● **本文**
この工事期間中、踏切通行止め対策として運行していた「弁天シャトルバス」
が12月31日で運行終了となります。
弁天シャトルバス

この代替バスは無料ということや高槻病院、関西大学、大阪医科大学、JR高槻駅、
阪急高槻市駅等を20分間隔で運行していたこともあり、1便で10人~15人の方が
利用されていたそうです。
弁天シャトルバス経路図
これは、単なる踏切通行止めの代替機能というだけではなく、通院や買い物などをされる
高齢者や自転車を利用できない子供連れの方、あるいは小学生など、
車を運転できないあるいは自転車を運転できない方など、いわゆる交通弱者と言われている
移動手段が限られている方にとっての大事な足(移動手段)になっていたと思われます。
これは、今まで隠れていたニーズ(移動手段が無かったから外出を控えていた方など)を
呼び起こすきっかけになったのではないでしょうか。

● **提供記録**
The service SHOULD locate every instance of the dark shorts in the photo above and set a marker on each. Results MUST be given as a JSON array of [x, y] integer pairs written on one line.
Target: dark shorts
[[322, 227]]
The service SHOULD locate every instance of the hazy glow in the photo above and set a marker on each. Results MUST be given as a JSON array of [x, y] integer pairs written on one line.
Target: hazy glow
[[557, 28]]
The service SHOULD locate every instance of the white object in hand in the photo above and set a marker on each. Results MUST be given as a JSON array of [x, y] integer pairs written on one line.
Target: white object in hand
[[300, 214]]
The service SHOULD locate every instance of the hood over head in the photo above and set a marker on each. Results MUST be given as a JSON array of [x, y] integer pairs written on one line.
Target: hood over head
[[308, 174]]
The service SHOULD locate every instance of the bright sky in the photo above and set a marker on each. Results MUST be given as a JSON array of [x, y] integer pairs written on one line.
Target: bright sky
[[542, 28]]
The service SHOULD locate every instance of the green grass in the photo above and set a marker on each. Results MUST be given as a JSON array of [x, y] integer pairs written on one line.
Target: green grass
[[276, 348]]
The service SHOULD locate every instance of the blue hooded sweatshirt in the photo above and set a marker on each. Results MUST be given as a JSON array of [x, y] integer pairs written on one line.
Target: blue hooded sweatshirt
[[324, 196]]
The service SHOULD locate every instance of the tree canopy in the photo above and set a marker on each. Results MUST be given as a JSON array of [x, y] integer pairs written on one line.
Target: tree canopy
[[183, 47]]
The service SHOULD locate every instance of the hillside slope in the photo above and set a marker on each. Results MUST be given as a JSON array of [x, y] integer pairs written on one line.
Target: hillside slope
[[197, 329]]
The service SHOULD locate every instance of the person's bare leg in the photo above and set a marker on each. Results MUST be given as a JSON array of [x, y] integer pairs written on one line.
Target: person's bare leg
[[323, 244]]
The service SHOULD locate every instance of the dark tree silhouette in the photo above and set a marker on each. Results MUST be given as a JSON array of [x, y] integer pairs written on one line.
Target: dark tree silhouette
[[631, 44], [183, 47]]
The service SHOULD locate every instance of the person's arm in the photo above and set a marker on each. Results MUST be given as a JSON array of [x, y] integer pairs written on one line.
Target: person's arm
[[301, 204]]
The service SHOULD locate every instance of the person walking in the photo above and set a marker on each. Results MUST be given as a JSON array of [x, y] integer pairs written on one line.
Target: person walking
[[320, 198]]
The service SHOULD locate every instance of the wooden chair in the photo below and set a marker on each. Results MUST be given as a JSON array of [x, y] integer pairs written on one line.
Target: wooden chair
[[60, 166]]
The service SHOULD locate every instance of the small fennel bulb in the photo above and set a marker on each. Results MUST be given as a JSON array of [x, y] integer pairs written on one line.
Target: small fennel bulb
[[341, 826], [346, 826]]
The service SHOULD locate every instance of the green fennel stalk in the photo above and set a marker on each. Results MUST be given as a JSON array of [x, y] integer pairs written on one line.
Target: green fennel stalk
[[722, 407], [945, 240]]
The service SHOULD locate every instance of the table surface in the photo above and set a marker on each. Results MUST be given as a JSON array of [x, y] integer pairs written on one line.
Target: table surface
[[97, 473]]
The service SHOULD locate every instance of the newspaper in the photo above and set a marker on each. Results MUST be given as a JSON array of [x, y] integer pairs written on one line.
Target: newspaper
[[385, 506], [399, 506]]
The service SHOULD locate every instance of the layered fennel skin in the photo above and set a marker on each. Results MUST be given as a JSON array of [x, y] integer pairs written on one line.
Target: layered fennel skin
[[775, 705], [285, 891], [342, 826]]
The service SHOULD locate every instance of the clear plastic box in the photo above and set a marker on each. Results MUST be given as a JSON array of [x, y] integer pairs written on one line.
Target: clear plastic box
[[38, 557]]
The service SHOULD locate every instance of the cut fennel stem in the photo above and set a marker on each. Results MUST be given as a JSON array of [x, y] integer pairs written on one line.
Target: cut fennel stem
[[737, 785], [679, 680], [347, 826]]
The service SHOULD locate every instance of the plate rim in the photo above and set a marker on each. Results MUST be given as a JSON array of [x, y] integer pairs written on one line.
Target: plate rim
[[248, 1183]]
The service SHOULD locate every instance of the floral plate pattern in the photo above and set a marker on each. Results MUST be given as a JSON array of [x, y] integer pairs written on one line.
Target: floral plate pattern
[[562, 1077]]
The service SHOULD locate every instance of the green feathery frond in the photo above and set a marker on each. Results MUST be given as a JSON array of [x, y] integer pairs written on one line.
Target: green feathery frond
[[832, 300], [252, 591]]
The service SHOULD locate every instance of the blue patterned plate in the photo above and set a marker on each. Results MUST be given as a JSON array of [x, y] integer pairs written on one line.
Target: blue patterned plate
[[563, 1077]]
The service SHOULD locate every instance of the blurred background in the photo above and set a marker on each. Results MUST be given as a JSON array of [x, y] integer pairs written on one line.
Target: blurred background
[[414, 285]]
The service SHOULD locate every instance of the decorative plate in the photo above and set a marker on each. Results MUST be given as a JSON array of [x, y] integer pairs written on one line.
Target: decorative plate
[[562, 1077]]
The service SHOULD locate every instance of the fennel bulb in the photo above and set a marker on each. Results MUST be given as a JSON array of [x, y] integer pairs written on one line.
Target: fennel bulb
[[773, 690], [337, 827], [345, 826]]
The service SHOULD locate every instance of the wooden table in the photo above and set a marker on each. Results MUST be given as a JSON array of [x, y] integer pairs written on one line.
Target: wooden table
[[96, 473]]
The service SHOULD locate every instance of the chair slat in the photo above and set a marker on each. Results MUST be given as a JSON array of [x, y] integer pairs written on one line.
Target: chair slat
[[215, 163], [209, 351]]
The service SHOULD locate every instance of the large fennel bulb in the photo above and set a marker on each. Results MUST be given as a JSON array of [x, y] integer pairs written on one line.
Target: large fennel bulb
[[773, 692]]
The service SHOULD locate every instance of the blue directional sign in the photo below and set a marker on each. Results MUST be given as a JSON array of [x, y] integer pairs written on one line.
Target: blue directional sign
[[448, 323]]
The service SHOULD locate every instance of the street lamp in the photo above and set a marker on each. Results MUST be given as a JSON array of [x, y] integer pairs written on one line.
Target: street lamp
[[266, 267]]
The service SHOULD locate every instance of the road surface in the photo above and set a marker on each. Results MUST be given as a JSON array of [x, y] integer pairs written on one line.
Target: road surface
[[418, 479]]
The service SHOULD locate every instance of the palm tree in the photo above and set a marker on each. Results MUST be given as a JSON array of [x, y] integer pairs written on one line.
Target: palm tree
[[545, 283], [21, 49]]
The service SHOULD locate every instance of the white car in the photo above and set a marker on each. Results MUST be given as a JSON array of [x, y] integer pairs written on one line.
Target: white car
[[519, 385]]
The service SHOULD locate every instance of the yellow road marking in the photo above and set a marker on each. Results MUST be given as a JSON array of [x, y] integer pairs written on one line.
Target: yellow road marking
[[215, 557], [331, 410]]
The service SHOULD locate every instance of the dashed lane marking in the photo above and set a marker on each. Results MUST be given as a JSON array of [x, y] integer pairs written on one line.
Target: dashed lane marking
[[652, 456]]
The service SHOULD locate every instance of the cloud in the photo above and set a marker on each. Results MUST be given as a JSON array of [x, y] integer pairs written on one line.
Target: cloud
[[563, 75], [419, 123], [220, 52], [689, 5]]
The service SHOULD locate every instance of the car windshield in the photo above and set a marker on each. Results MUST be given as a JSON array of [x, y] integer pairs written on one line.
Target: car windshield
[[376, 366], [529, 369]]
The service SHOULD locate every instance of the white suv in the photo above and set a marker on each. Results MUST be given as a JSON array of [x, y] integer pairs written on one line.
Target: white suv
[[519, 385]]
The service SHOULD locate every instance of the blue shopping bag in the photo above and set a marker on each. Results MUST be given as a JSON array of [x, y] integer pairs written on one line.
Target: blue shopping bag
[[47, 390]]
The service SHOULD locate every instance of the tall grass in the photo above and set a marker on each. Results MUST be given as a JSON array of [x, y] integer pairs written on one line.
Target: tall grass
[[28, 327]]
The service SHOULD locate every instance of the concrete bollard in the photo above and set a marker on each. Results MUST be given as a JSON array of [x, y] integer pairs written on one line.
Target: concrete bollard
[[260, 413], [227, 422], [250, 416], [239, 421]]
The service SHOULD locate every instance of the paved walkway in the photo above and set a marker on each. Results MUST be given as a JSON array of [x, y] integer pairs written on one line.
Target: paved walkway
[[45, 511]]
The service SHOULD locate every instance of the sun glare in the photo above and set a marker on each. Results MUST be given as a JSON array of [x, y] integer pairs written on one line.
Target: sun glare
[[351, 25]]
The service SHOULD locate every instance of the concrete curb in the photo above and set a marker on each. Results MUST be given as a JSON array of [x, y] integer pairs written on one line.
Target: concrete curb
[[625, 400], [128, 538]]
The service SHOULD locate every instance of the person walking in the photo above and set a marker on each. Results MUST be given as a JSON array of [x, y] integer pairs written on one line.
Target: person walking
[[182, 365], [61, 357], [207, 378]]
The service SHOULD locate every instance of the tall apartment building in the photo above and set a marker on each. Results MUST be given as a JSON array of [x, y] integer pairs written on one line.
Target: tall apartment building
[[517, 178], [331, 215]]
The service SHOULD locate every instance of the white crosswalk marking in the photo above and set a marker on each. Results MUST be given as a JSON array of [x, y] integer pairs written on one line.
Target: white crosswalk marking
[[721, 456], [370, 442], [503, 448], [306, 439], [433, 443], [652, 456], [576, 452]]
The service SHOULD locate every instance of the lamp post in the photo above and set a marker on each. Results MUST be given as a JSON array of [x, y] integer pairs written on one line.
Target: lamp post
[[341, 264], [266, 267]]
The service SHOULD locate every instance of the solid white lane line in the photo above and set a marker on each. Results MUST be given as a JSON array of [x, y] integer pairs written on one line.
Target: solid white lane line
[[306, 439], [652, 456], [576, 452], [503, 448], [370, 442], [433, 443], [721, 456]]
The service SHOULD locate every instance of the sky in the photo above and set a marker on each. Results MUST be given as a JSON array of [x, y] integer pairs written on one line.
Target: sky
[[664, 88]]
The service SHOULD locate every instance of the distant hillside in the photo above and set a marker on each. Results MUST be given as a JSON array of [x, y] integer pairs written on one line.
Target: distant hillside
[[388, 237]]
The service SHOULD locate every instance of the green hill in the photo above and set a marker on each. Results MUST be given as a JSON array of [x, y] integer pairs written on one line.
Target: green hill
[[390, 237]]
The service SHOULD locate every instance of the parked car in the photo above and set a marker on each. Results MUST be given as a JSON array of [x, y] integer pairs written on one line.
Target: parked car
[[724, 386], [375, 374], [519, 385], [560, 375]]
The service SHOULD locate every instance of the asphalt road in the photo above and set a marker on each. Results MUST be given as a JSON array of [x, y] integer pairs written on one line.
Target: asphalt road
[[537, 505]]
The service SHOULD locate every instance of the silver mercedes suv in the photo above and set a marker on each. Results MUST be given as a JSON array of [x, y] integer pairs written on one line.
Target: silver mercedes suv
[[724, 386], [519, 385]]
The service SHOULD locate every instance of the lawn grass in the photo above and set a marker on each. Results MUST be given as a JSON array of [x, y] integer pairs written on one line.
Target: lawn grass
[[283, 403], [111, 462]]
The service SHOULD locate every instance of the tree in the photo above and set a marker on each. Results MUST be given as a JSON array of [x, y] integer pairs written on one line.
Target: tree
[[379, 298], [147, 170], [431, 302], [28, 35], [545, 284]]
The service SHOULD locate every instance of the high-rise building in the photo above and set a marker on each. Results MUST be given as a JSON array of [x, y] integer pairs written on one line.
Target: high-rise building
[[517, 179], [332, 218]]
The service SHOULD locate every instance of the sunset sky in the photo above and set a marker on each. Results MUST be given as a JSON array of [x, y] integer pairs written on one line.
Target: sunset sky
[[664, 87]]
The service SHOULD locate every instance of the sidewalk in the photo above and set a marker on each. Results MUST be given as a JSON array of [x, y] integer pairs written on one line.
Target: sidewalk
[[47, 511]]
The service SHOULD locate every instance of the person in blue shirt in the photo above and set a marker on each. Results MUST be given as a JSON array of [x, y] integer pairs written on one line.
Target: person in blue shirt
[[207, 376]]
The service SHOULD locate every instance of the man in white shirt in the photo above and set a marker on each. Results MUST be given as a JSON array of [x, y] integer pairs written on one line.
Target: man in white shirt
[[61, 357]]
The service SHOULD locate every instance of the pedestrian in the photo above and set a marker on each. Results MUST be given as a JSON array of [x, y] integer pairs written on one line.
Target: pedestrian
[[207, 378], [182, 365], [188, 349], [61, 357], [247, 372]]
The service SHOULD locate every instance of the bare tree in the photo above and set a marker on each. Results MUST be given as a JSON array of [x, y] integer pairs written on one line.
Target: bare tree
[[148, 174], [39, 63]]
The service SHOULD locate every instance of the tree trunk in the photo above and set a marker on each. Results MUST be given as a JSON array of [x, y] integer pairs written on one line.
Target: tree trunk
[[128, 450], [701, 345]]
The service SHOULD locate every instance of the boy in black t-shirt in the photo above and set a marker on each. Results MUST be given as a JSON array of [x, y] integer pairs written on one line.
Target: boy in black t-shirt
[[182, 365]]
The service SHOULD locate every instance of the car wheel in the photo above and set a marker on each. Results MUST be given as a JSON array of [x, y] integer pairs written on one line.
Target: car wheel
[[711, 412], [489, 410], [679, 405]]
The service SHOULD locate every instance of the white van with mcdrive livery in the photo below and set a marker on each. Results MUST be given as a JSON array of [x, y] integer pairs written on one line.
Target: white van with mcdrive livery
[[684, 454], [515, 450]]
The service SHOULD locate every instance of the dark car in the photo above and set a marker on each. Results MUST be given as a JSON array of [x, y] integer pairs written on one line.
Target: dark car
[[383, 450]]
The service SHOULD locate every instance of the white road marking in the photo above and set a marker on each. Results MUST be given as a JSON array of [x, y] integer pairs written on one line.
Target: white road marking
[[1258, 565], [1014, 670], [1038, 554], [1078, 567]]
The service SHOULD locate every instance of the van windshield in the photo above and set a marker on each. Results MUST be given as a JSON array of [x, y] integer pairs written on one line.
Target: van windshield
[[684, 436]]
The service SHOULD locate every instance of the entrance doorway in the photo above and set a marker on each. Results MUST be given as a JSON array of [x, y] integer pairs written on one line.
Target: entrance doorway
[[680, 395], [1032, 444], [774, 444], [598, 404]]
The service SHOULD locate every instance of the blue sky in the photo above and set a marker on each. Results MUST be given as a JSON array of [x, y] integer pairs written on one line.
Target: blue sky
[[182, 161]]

● **課題一覧**
1. 弁天シャトルバスについての本文によると、このバスは何分間隔で運行していましたか。
2. 弁天シャトルバスについての本文で、このバスが運行していた場所として挙げられている施設や駅をすべて列挙してください。
3. 弁天シャトルバスについての本文を、最後の文の後から書き継いでください。

● **解答一覧**
1. 20分間隔です。

2. 高槻病院、関西大学、大阪医科大学、JR高槻駅、阪急高槻市駅

3.
しかし、残念ながら弁天跨線橋(歩道橋)の完成に伴い、
この便利な移動手段は廃止されてしまいます。
(当初から決まっていたことなので致し方ないですが)

但し、これからさらに進む高齢社会、車や自転車に頼ることが出来ない、
移動(外出など)することが困難な方がますます増えることと思われます。
この弁天シャトルバスをきっかけに、市民の足となる公共交通についていろいろ
考えるべき時期に来ているのではないでしょうか。

高槻市は府内でも数少ない「市バス」が市民の足として利用されています。
しかし、ライフスタイルの変化や
少子高齢社会(特に高槻市は北摂地域において高齢化率が高い)においては、
現在の路線バスだけで、十分に「市民の足」を確保できるかは疑問です。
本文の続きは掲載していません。